[Saved data entries]
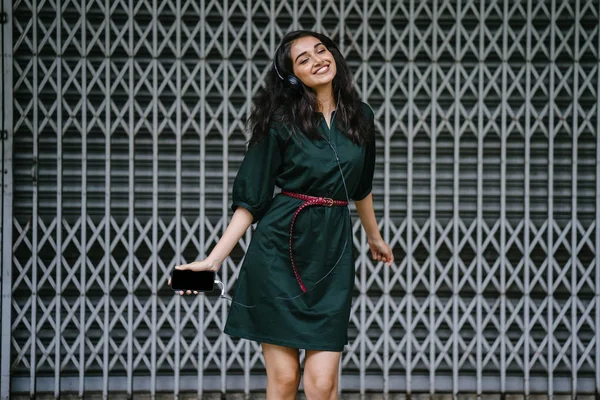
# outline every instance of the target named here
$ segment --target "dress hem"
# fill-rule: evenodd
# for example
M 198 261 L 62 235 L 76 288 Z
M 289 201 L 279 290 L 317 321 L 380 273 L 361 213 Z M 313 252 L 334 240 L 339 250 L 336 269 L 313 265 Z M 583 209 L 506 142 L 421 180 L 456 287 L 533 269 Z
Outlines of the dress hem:
M 313 345 L 306 345 L 306 344 L 301 344 L 298 342 L 293 342 L 293 341 L 288 341 L 288 340 L 281 340 L 281 339 L 273 339 L 273 338 L 268 338 L 268 337 L 261 337 L 261 336 L 256 336 L 256 335 L 252 335 L 249 333 L 241 333 L 239 331 L 236 331 L 235 329 L 231 329 L 231 328 L 225 328 L 225 334 L 229 335 L 229 336 L 233 336 L 233 337 L 239 337 L 242 339 L 249 339 L 249 340 L 253 340 L 255 342 L 258 343 L 267 343 L 267 344 L 274 344 L 277 346 L 283 346 L 283 347 L 290 347 L 293 349 L 304 349 L 304 350 L 317 350 L 317 351 L 334 351 L 334 352 L 338 352 L 341 353 L 342 351 L 344 351 L 344 347 L 342 346 L 342 348 L 340 349 L 339 346 L 313 346 Z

**WHAT THE EXERCISE ASKS:** Print verbatim every line above, apart from the pictures.

**YOUR RESPONSE:**
# outline every instance of the target named here
$ segment --target "dress hem"
# fill-rule: evenodd
# for example
M 198 261 L 62 235 L 76 288 Z
M 289 201 L 279 290 L 317 321 L 380 273 L 361 213 Z M 313 252 L 334 240 L 339 250 L 336 269 L 313 265 Z M 583 209 L 506 142 L 421 180 L 456 287 L 533 269 Z
Outlines of the dress hem:
M 313 345 L 306 345 L 306 344 L 301 344 L 298 342 L 293 342 L 293 341 L 288 341 L 288 340 L 281 340 L 281 339 L 273 339 L 273 338 L 268 338 L 268 337 L 261 337 L 261 336 L 256 336 L 256 335 L 252 335 L 249 333 L 241 333 L 239 331 L 236 331 L 235 329 L 231 329 L 231 328 L 225 328 L 225 334 L 229 335 L 229 336 L 233 336 L 233 337 L 239 337 L 242 339 L 249 339 L 249 340 L 253 340 L 255 342 L 258 343 L 267 343 L 267 344 L 274 344 L 277 346 L 283 346 L 283 347 L 290 347 L 293 349 L 304 349 L 304 350 L 317 350 L 317 351 L 334 351 L 334 352 L 338 352 L 341 353 L 342 351 L 344 351 L 344 347 L 342 346 L 342 348 L 340 349 L 339 346 L 313 346 Z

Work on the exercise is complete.